Short task 1
Reproduce the blog post's text word for word, everything from "I suppose it’s" down to "at the beginning.".
Short task 2
Answer these questions from the blog post:
(a) How many times has the writer redesigned the site?
(b) Which birthday did the writer celebrate a couple weeks before writing?
(c) How big was the writer's apartment, and how many pieces of furniture did it hold?
Short task 3
According to the blog post, why did the writer and the writer's brother start shopping for a house? Answer in one to three sentences.

Quoted passage
** begin **
© 2011 John Penny. All rights reserved.

Last Time We Spoke

I suppose it’s about time I wrote something new in this poor abandoned blog. It’s funny, I’ve spent innumerable hours completely redesigning this site three times over the years – in addition to all the necessary back-end tweaks required after being away for months at a time – but I can never manage to post consistently. I guess I never feel that my life is interesting enough to share with others (reality: I’m really lazy). Truth be told, a lot of interesting things have happened over the past six months, all culminating with my *gasp* thirtieth birthday a couple weeks ago. I’ll start at the beginning.

Better Homes and Kegerators

My brother and I were each paying ridiculous amounts of money in rent and getting virtually nothing in return, save for a roof (albeit a nice one) over our heads and, at least in my case, a very reliable air-conditioning unit. My apartment was nearly 1200 square feet and I had five total pieces of furniture. It goes without saying that a lot of our money was being wasted on housing. Our business provided us with an opportunity to put together enough cash for a down payment on a house, so we jumped on the chance and immediately started house shopping.
** end **
Given information
** begin **
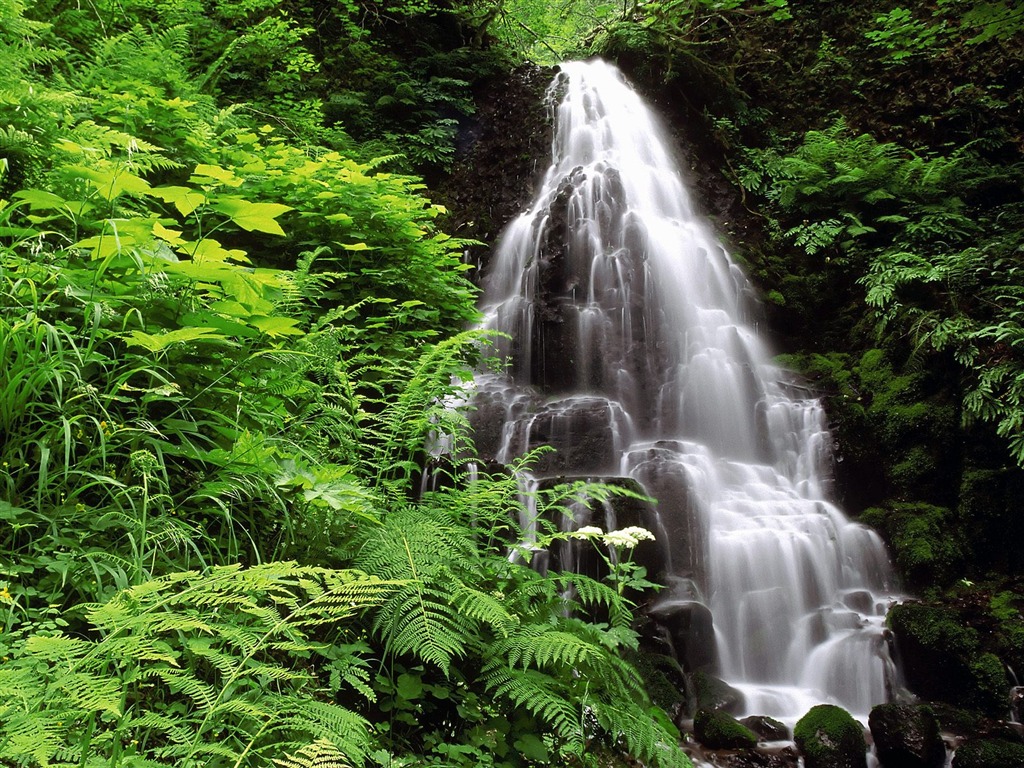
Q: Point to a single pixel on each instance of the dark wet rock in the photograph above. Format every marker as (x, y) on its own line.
(719, 730)
(690, 627)
(713, 693)
(988, 753)
(827, 736)
(767, 728)
(942, 658)
(784, 758)
(906, 736)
** end **
Finished answer 1
I suppose it’s about time I wrote something new in this poor abandoned blog. It’s funny, I’ve spent innumerable hours completely redesigning this site three times over the years – in addition to all the necessary back-end tweaks required after being away for months at a time – but I can never manage to post consistently. I guess I never feel that my life is interesting enough to share with others (reality: I’m really lazy). Truth be told, a lot of interesting things have happened over the past six months, all culminating with my *gasp* thirtieth birthday a couple weeks ago. I’ll start at the beginning.

Finished answer 2
(a) Three times.
(b) The thirtieth.
(c) Nearly 1200 square feet, with five pieces of furniture.

Finished answer 3
They were each paying ridiculous amounts in rent and getting virtually nothing in return but a roof over their heads, so a lot of their money was being wasted on housing. Their business gave them a chance to save enough cash for a down payment, so they took it and immediately started house shopping.